## Directives
- a) Using the Stalin biography, what are the answers to these?
(i) In what town was Stalin born?
(ii) What was his father's trade before he worked at the shoe factory?
(iii) In what year did Stalin pass to the Orthodox Theological Seminary in Tiflis?
- b) Can you write the next part of the Stalin biography, picking up right after its final sentence?

## Document section

......

Marx-Engels-Lenin Institute

Stalin


Chapter I

JOSEPH STALIN (DJUGASHVILI) was born on December 21, 1879, in the town of Gori, Province of Tiflis. His father, Vissarion Djugashvili, a Georgian of peasant stock from the village of Didi-Lilo in the same province, was a cobbler by trade, and later a worker at the Adelkhanov Shoe Factory in Tiflis. His mother, Ekaterina, was born of a peasant serf named Geladze, in the village of Gambareuli.

In the autumn of 1888 Stalin entered the church school in Gori, from which, in 1894, he passed to the Orthodox Theological Seminary in Tiflis.

......

## Dataset records
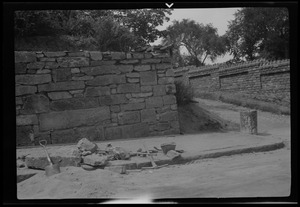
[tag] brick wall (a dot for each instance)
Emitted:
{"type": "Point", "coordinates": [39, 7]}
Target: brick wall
{"type": "Point", "coordinates": [65, 96]}
{"type": "Point", "coordinates": [262, 80]}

......

## Answer set
- a)
(i) Gori, Province of Tiflis
(ii) Cobbler
(iii) 1894

- b)
This was a period when, with the development of industrial capitalism and the attendant growth of the working-class movement, Marxism had begun to spread widely through Russia. The St. Petersburg League of Struggle for the Emancipation of the Working Class, founded and led by Lenin, had given a powerful fillip to the Social-Democratic movement all over the country. The tide of the labour movement swept as far as Transcaucasia, where capitalism had already taken a foothold, and where, moreover, the burden of national and colonial oppression weighed heavily. An economically backward, agrarian country, where survivals of feudalism were still strong, and where numerous nationalities lived intermingled in close confusion, Transcaucasia was a typical tsarist colony.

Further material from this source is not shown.